Translate into Spanish this sentence from the court opinion on a defendant's mental capacity: "The doctor twice states unequivocally that there was no evidence of psychosis or insanity."

[Source document Boundary: Start]

We examine the report of Dr. Waraich to see if there is any statement or term used which would substantially indicate that defendant was suffering from any continuing, permanent mental incapacity which would relate to the time of homicide. Of course, the report relates only to the time of defendant's pre-trial motion, and the conclusion of the report is that defendant was mentally able to assist his counsel in the conduct of his legal defense. However, the report was in evidence and was read to the jury. We rule that there was nothing therein contained as would be substantial evidence of insanity or mental irresponsibility. The doctor twice states unequivocally that there was no evidence of psychosis or insanity. See Robinson v. United States (C.C.A.6th Cir.), 144 F.2d 392, 398 [14], where the court said, "The diagnosis in this case is, `without psychosis.' This term is used by psychiatrists to signify that an individual is not insane and that he does not suffer from any form of mental disorder which would render him incompetent and irresponsible." The I.Q. of 74 (WAIS), "which means that he is functioning within the borderline range of intellectuality," does not show in itself that defendant was mentally disabled. In State v. Pinski, supra, loc. cit. 163 S.W.2d 787 [2-4], it was said, "Moronity, mere weakness of intellect, or subnormal mental capacity, is not in and of itself such insanity or mental incapacity as constitutes an excuse or defense to a crime. (Citing cases)." See also State v. Jackson, 346 Mo. 474, 142 S.W.2d 45, 49 [10]. The statement, "However, it may be stated that under extreme stress and frustration he may develop psychotic behavior," does not establish that such a degree of stress and frustration existed in this case at the time of the homicide as would show such behavior.

[Source document Boundary: End]
[Information given Boundary: Start]

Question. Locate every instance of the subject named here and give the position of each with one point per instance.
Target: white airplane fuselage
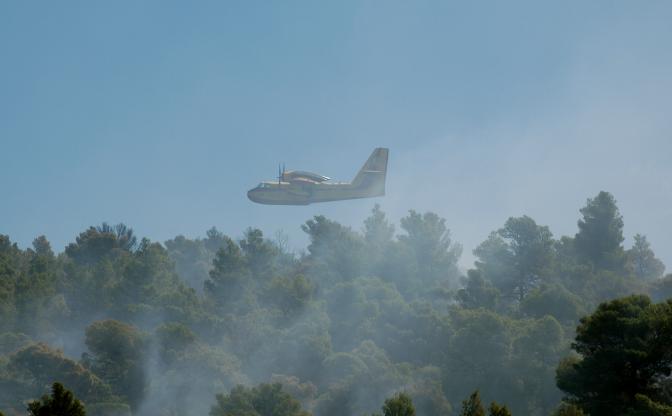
(305, 188)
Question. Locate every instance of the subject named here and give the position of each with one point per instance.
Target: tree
(261, 400)
(625, 353)
(335, 250)
(98, 242)
(259, 253)
(643, 261)
(472, 406)
(497, 410)
(61, 403)
(429, 239)
(600, 237)
(37, 365)
(517, 256)
(477, 292)
(117, 356)
(568, 409)
(378, 235)
(229, 274)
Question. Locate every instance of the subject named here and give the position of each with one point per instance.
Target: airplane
(296, 187)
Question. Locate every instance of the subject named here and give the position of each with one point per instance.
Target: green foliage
(497, 410)
(61, 403)
(477, 292)
(472, 406)
(261, 400)
(624, 347)
(399, 405)
(568, 409)
(517, 256)
(359, 315)
(116, 356)
(428, 238)
(553, 300)
(600, 237)
(643, 261)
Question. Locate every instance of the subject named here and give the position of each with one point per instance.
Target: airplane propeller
(281, 173)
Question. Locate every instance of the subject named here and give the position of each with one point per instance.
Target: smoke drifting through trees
(147, 328)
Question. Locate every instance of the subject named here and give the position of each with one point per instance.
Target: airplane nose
(251, 194)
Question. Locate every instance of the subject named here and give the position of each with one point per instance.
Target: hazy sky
(162, 114)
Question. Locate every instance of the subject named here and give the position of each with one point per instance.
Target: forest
(374, 320)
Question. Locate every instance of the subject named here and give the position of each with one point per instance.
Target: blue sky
(162, 114)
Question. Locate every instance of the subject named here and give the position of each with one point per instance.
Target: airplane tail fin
(371, 176)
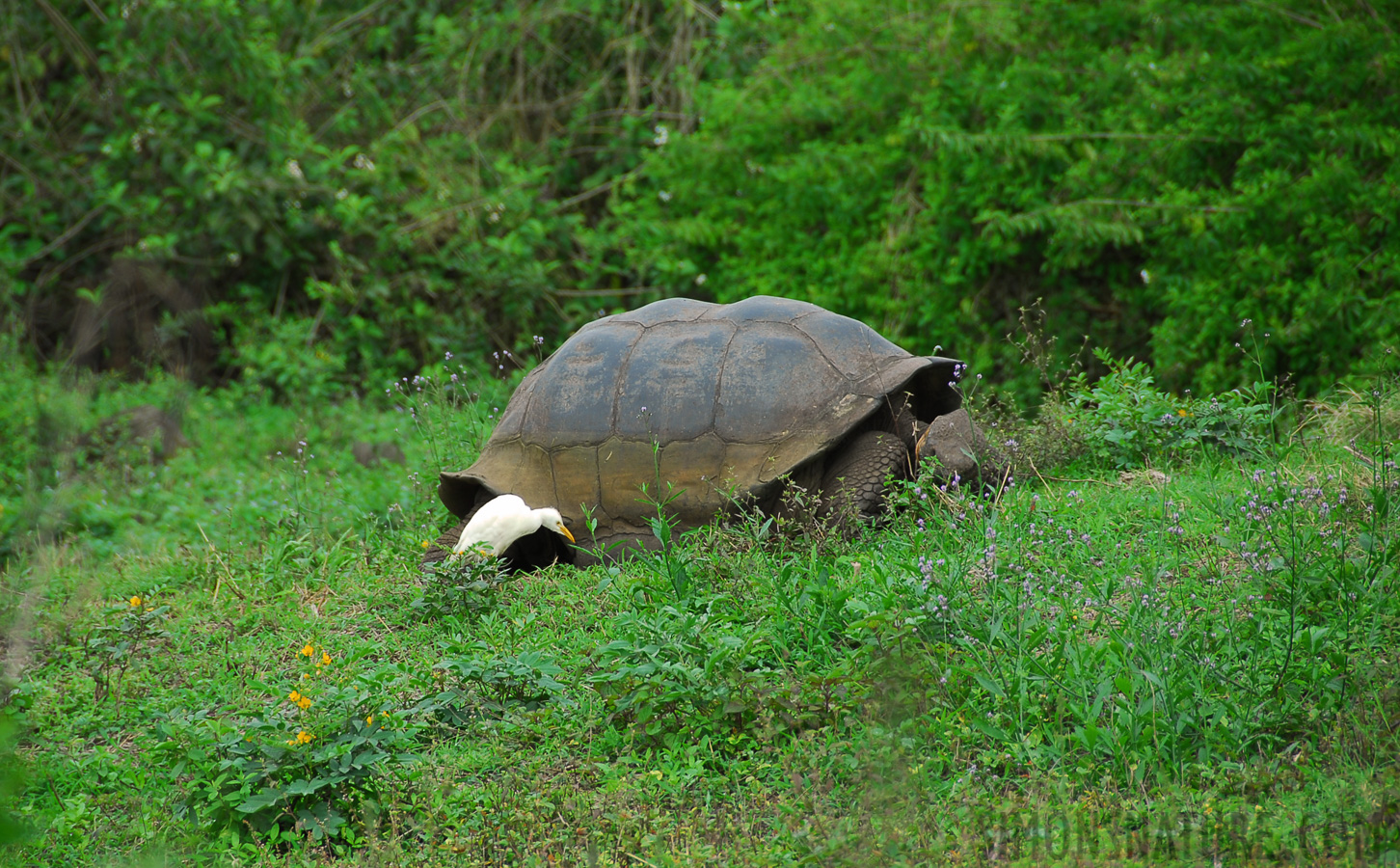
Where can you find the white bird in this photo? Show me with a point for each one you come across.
(504, 520)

[Information given Boundary: End]

| Exercise response |
El médico afirma inequívocamente en dos ocasiones que no había pruebas de psicosis ni de demencia.